- _Stored data_
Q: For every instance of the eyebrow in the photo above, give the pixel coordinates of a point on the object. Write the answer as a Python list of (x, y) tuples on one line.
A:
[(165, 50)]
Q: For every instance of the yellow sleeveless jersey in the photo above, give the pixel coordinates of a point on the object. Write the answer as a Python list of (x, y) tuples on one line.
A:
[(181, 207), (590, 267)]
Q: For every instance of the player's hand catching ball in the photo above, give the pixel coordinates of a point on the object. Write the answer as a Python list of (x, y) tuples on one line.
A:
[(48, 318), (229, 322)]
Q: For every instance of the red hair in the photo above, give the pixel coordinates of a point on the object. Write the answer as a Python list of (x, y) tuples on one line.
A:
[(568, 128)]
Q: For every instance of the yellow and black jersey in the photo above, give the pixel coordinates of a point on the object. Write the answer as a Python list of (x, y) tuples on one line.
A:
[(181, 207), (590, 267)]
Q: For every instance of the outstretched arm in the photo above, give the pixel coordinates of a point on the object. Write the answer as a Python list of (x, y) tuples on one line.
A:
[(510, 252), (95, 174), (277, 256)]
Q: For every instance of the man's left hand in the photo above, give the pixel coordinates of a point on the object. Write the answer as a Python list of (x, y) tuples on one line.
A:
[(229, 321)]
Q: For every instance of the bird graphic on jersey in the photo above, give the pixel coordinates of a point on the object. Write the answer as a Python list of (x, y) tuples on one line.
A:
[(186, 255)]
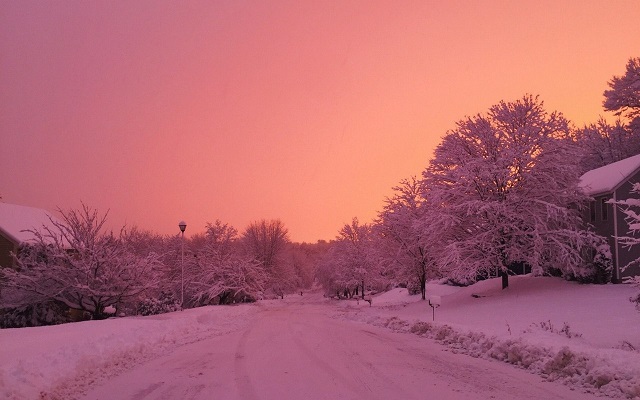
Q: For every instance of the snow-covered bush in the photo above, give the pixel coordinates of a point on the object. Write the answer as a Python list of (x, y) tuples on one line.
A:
[(592, 372), (164, 303), (49, 313)]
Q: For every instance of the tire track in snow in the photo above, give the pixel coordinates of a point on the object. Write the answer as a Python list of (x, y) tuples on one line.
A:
[(242, 380)]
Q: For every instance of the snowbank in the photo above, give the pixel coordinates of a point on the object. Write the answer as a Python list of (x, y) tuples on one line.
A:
[(586, 336)]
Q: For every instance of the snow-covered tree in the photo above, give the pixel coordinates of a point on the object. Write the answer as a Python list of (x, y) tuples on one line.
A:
[(352, 265), (504, 191), (405, 247), (266, 241), (77, 263), (222, 272), (624, 96), (631, 208), (603, 143)]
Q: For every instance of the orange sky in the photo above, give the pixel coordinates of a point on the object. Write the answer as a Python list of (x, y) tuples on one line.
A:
[(307, 111)]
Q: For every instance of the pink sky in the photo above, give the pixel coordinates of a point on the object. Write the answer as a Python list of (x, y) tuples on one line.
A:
[(305, 111)]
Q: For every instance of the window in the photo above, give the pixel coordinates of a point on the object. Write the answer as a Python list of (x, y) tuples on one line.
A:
[(604, 208)]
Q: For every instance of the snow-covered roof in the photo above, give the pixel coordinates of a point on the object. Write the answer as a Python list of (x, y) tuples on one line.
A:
[(606, 179), (15, 220)]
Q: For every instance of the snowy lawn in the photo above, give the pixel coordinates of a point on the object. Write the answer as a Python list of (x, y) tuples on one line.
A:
[(65, 359), (586, 336)]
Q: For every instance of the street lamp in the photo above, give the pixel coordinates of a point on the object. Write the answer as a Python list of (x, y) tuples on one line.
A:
[(182, 225)]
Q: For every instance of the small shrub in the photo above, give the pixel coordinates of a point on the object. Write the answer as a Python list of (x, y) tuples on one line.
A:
[(420, 328), (41, 314)]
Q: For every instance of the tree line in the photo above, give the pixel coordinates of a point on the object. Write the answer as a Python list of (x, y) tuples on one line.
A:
[(501, 193), (78, 265)]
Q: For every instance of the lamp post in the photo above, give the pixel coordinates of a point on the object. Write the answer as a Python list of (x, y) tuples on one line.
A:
[(182, 225)]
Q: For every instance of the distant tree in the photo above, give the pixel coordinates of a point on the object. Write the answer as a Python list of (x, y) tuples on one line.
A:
[(222, 271), (266, 241), (352, 264), (399, 224), (603, 144), (504, 189), (624, 96), (77, 263)]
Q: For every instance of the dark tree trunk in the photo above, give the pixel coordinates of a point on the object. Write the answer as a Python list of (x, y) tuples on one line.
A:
[(505, 279)]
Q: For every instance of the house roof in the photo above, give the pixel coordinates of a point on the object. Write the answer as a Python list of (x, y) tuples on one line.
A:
[(15, 220), (608, 178)]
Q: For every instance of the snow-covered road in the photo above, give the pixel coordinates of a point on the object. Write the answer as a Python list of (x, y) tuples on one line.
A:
[(298, 350)]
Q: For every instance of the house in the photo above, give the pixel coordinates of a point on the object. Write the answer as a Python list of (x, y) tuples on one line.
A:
[(15, 223), (613, 182)]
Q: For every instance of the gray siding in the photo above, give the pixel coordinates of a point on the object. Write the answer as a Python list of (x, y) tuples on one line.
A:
[(626, 254)]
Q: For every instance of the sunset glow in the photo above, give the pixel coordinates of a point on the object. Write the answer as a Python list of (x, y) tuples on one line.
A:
[(309, 112)]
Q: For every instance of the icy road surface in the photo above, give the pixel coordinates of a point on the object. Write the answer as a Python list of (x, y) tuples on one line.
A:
[(299, 351)]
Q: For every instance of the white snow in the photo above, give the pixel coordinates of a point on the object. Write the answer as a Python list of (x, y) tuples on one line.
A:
[(586, 336), (606, 179), (16, 221)]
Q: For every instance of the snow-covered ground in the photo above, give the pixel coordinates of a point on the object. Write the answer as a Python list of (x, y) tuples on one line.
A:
[(586, 336)]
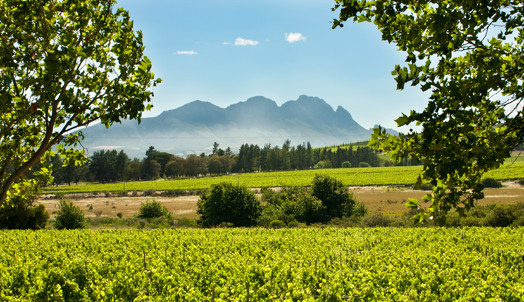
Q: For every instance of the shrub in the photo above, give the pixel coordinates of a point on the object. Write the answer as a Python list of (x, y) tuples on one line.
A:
[(153, 209), (500, 217), (323, 164), (491, 183), (376, 220), (69, 216), (334, 196), (277, 224), (309, 209), (22, 214), (226, 202)]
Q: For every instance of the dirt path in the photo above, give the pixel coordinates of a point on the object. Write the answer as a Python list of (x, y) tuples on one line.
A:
[(385, 200)]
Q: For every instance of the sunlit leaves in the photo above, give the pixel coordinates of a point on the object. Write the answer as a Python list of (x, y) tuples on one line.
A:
[(468, 56), (64, 65)]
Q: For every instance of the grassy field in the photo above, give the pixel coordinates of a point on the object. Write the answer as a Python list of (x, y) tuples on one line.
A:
[(375, 176), (313, 264)]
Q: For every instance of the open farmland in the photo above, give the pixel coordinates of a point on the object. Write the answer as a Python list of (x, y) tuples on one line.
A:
[(376, 176), (314, 264)]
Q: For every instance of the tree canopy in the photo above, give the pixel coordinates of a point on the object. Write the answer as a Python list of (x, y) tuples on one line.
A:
[(64, 65), (469, 56)]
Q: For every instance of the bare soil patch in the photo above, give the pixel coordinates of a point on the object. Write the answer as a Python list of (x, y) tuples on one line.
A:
[(384, 200)]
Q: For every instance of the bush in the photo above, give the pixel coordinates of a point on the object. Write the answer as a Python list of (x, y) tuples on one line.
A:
[(500, 217), (69, 216), (226, 202), (346, 164), (323, 164), (21, 214), (334, 196), (277, 224), (153, 209), (491, 183), (376, 220)]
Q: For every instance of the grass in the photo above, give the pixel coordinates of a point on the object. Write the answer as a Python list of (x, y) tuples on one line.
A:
[(373, 176)]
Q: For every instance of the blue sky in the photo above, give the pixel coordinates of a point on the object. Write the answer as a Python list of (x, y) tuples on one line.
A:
[(225, 51)]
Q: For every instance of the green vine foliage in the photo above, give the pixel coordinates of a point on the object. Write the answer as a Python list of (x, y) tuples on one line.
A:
[(469, 56), (64, 64)]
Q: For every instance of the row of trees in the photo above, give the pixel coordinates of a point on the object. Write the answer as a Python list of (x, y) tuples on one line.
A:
[(228, 204), (111, 165)]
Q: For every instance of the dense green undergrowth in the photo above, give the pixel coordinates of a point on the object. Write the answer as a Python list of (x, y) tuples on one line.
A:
[(312, 264), (400, 175)]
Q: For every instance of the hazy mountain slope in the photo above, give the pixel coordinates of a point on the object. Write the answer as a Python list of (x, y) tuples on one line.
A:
[(194, 127)]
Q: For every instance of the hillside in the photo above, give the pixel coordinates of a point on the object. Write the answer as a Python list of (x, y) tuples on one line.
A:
[(194, 127)]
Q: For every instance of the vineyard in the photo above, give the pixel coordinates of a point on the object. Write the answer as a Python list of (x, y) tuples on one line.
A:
[(376, 176), (317, 264)]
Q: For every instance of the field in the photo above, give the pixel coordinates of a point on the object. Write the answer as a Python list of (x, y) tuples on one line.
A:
[(388, 201), (378, 176), (384, 264)]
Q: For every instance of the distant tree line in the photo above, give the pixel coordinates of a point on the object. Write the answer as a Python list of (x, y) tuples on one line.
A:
[(111, 165)]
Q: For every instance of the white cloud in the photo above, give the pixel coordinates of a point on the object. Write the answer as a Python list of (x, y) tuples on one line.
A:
[(245, 42), (294, 37), (186, 52)]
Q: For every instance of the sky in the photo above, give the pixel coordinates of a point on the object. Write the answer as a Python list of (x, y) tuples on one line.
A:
[(226, 51)]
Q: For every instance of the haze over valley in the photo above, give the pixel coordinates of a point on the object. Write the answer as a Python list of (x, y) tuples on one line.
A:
[(194, 127)]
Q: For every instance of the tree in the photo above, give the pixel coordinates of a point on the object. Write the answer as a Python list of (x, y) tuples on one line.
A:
[(468, 56), (23, 214), (150, 169), (226, 202), (69, 216), (334, 196), (64, 65)]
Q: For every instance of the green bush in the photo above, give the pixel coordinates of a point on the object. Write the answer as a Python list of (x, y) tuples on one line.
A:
[(153, 209), (226, 202), (491, 183), (501, 217), (323, 164), (334, 196), (277, 224), (376, 220), (22, 214), (346, 164), (69, 216)]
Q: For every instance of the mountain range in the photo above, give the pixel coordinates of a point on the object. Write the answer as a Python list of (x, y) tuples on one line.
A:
[(194, 127)]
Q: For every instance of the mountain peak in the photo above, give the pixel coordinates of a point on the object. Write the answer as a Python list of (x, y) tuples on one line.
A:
[(194, 127)]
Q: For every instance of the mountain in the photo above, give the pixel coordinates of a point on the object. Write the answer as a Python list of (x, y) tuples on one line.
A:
[(194, 127)]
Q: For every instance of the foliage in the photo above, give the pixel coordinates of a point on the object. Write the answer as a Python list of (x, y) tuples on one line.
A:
[(374, 176), (64, 65), (293, 203), (22, 214), (154, 209), (491, 183), (323, 164), (226, 202), (346, 164), (311, 264), (334, 196), (468, 56), (69, 216)]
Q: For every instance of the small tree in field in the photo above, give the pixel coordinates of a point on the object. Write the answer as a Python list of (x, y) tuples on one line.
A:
[(334, 196), (226, 202), (64, 64), (69, 216)]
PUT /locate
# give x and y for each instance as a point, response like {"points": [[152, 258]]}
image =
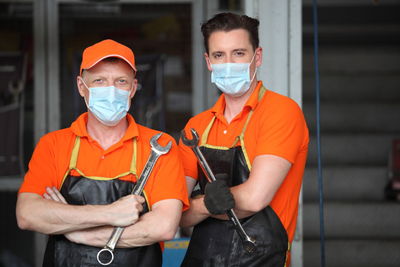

- _Task prompt_
Each line in the listing where the word "shrub" is found is to be copied.

- _Output below_
Q: For every instance of the small shrub in the photo above, give the pixel coordinates of a point on the object. Write the answer as a Python list of (x, y) tuples on one line.
Q: For every instance of the shrub in the photo above, give the pixel coordinates of a point on the object. Write the answer as a Python list of (x, y) tuples on one line.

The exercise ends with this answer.